» Task requirements
Once every line below with "person" has been counted, state the total and nothing else.

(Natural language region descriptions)
——————————

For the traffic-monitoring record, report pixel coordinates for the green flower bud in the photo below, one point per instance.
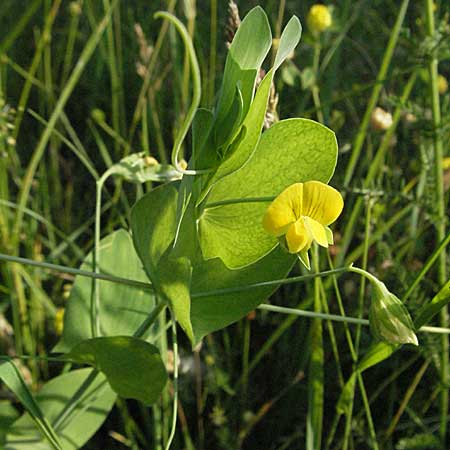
(389, 319)
(98, 115)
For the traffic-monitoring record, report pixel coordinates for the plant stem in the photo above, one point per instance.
(175, 381)
(361, 136)
(273, 308)
(440, 223)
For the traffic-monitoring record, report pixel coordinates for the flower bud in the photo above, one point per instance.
(98, 115)
(319, 18)
(389, 319)
(74, 9)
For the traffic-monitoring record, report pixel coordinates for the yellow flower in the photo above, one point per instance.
(302, 212)
(319, 18)
(442, 84)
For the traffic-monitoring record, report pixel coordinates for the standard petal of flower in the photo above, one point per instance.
(321, 202)
(284, 210)
(297, 237)
(317, 231)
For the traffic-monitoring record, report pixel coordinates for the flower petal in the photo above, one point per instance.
(317, 231)
(321, 202)
(297, 237)
(284, 210)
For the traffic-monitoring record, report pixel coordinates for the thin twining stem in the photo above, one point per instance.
(273, 308)
(72, 271)
(337, 318)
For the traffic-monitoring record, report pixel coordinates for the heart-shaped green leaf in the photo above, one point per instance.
(122, 308)
(291, 151)
(153, 221)
(88, 413)
(133, 367)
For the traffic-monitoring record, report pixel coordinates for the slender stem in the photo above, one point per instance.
(427, 266)
(196, 93)
(375, 167)
(234, 201)
(80, 272)
(315, 87)
(269, 283)
(280, 309)
(440, 223)
(175, 381)
(361, 136)
(59, 107)
(212, 53)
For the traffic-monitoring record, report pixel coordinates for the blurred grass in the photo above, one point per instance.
(247, 387)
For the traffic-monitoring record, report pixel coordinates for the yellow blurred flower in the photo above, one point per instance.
(442, 84)
(446, 163)
(380, 119)
(59, 321)
(302, 212)
(319, 18)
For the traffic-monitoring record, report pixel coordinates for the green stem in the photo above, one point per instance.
(80, 272)
(273, 308)
(175, 381)
(42, 144)
(374, 168)
(212, 53)
(196, 92)
(361, 136)
(440, 223)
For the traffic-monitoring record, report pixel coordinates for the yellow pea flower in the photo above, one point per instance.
(302, 212)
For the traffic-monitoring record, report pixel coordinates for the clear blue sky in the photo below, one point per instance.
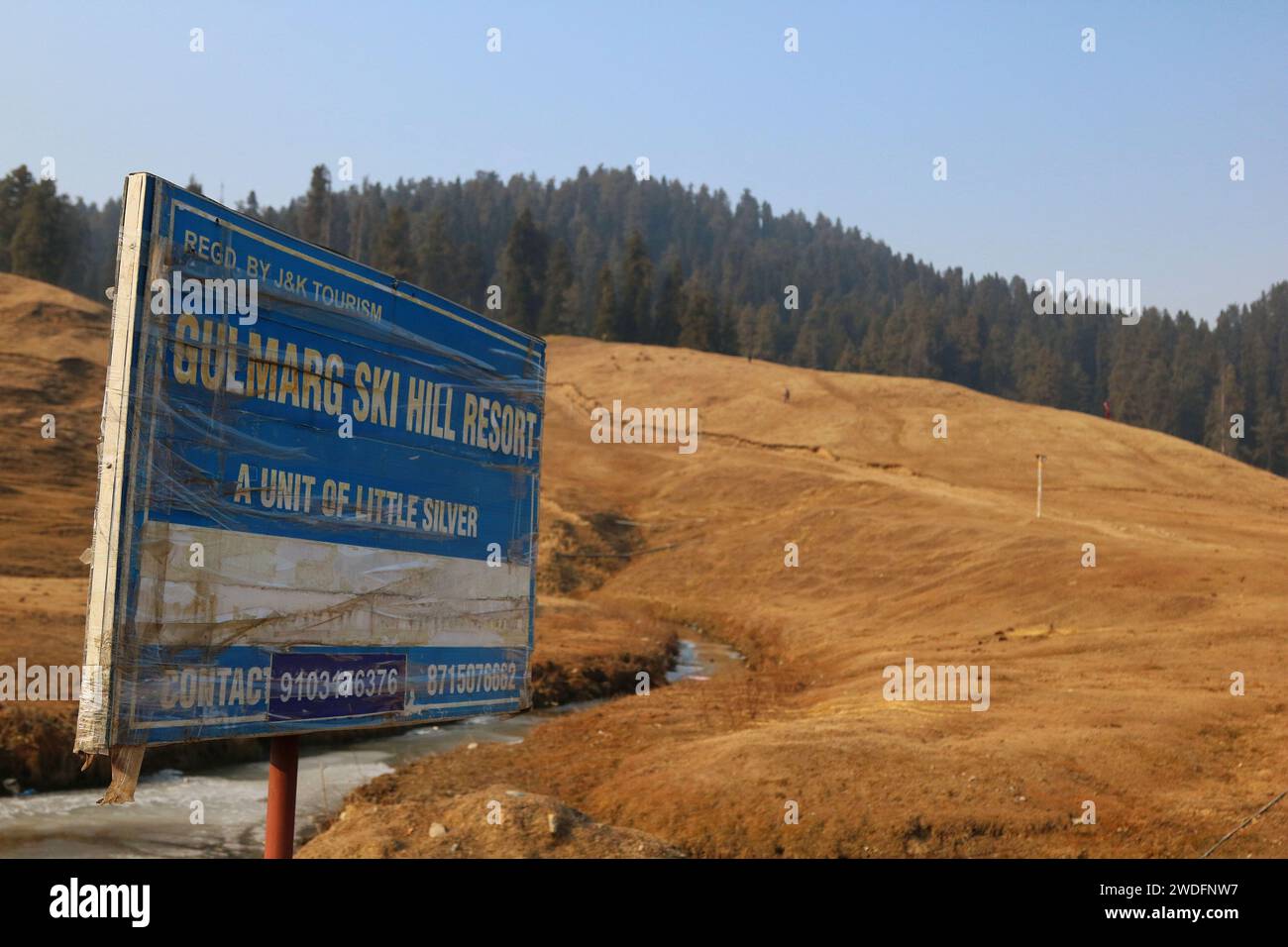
(1107, 163)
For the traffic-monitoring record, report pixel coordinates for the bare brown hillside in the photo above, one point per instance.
(1109, 684)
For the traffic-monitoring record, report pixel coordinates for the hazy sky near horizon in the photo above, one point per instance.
(1107, 163)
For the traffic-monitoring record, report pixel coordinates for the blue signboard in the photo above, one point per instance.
(317, 493)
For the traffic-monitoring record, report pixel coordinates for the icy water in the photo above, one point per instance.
(163, 818)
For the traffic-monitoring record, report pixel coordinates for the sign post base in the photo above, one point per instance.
(283, 764)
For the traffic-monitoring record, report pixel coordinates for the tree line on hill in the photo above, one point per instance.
(612, 257)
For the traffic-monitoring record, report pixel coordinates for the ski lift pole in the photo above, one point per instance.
(1041, 458)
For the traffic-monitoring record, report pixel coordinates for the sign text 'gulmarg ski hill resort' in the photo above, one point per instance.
(317, 491)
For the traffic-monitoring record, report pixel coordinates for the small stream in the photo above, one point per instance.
(162, 822)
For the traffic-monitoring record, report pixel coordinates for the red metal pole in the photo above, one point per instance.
(283, 764)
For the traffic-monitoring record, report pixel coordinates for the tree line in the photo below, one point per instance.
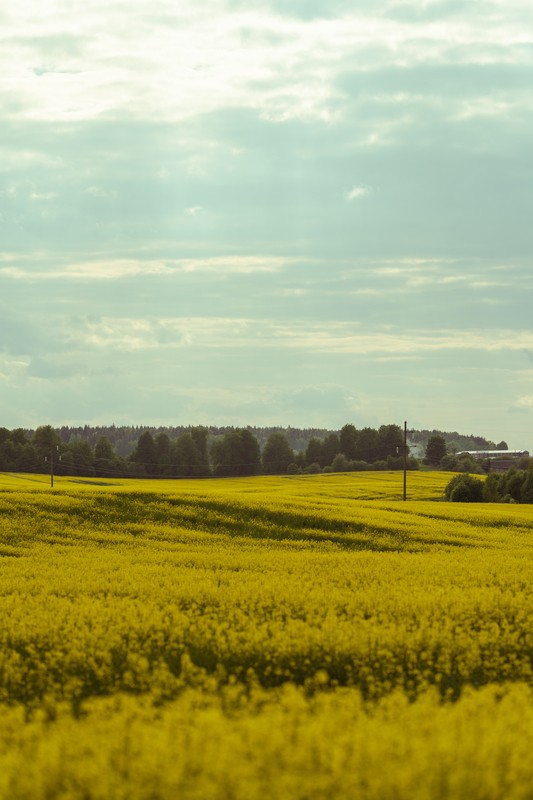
(199, 452)
(512, 486)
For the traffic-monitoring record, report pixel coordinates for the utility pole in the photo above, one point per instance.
(51, 460)
(405, 453)
(405, 460)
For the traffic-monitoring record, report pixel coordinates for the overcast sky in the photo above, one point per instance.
(304, 212)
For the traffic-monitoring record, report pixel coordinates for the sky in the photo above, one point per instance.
(267, 212)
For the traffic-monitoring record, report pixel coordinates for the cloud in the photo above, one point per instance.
(118, 269)
(356, 193)
(219, 333)
(525, 402)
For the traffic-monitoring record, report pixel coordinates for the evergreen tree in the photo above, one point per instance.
(277, 454)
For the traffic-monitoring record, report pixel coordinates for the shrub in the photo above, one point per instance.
(464, 489)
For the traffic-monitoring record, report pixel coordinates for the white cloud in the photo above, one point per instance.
(117, 269)
(181, 60)
(526, 401)
(356, 193)
(340, 338)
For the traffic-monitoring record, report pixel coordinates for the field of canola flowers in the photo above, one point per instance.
(298, 638)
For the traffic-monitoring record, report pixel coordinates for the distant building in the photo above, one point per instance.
(498, 460)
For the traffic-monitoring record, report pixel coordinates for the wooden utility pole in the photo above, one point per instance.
(51, 460)
(405, 460)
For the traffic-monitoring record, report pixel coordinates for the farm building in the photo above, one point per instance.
(499, 460)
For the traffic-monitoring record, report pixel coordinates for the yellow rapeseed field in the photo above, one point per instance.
(300, 637)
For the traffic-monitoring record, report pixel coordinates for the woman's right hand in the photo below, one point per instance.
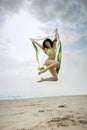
(32, 39)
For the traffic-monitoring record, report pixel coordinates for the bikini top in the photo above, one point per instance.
(49, 51)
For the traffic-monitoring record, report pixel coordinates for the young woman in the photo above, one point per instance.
(49, 47)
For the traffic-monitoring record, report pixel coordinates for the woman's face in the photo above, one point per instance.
(47, 44)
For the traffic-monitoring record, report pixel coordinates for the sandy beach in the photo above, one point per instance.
(50, 113)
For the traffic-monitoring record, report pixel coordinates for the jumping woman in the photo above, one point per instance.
(49, 48)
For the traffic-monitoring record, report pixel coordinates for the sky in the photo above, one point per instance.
(23, 19)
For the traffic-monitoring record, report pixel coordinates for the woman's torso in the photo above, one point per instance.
(51, 52)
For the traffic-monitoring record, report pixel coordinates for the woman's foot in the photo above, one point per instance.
(40, 80)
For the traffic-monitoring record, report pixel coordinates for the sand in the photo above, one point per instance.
(50, 113)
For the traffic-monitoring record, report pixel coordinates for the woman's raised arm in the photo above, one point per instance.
(36, 43)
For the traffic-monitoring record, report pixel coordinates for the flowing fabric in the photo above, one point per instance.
(41, 56)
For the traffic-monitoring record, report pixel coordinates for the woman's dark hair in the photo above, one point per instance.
(47, 40)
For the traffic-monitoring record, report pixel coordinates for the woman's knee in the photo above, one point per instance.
(55, 78)
(56, 63)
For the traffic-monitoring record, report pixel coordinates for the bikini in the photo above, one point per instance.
(49, 51)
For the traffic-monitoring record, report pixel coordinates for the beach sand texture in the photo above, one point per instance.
(50, 113)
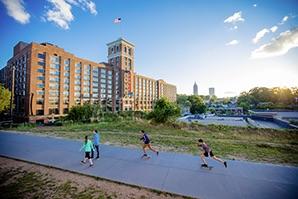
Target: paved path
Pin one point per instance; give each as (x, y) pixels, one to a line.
(171, 172)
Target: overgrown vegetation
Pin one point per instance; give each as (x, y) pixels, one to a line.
(269, 98)
(266, 145)
(24, 180)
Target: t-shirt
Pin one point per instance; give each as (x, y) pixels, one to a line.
(96, 138)
(87, 146)
(145, 139)
(206, 148)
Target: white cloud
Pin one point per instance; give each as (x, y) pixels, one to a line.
(259, 35)
(61, 13)
(92, 7)
(273, 28)
(15, 9)
(234, 28)
(284, 19)
(278, 46)
(233, 42)
(236, 17)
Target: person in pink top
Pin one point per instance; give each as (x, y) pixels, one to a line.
(206, 151)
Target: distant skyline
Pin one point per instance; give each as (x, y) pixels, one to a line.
(230, 45)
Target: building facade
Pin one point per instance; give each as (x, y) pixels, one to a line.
(47, 81)
(195, 89)
(211, 92)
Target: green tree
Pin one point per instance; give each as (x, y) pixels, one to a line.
(197, 104)
(5, 95)
(164, 110)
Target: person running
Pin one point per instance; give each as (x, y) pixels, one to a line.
(206, 151)
(88, 147)
(146, 144)
(96, 141)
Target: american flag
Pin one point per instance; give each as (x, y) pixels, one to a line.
(117, 20)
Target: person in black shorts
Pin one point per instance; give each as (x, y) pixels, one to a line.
(146, 144)
(206, 152)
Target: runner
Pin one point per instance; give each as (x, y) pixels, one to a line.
(206, 151)
(88, 147)
(146, 144)
(96, 141)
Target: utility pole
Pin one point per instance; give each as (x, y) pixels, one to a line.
(12, 92)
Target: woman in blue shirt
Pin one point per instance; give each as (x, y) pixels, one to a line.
(96, 141)
(146, 144)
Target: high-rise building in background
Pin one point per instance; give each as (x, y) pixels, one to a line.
(211, 92)
(195, 89)
(48, 81)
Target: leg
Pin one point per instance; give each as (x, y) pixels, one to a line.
(92, 153)
(202, 155)
(90, 161)
(155, 151)
(144, 148)
(218, 159)
(97, 151)
(149, 146)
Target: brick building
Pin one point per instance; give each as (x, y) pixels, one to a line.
(48, 81)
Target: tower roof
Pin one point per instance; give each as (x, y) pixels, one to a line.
(119, 40)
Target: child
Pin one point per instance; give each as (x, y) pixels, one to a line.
(206, 151)
(96, 141)
(146, 144)
(88, 147)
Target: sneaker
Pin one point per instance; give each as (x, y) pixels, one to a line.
(144, 155)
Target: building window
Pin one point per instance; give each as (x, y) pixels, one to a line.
(40, 85)
(40, 78)
(41, 56)
(39, 101)
(41, 63)
(40, 70)
(53, 111)
(39, 112)
(66, 62)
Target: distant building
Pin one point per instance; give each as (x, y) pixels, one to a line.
(211, 92)
(195, 89)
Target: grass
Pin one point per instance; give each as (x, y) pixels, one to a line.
(18, 183)
(265, 145)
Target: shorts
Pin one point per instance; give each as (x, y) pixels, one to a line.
(206, 154)
(87, 155)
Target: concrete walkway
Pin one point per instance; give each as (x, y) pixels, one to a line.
(171, 172)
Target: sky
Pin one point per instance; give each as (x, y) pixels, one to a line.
(231, 45)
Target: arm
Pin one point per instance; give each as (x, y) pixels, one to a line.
(83, 146)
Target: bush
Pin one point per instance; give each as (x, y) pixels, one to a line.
(164, 111)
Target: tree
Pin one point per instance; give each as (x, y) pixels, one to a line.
(197, 104)
(5, 95)
(164, 110)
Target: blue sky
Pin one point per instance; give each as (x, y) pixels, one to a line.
(214, 43)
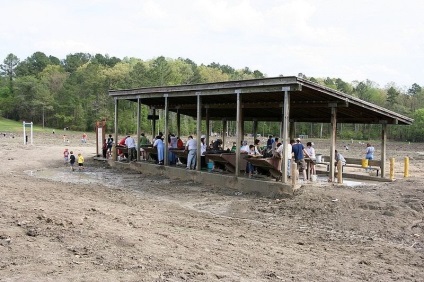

——————————

» Task answer
3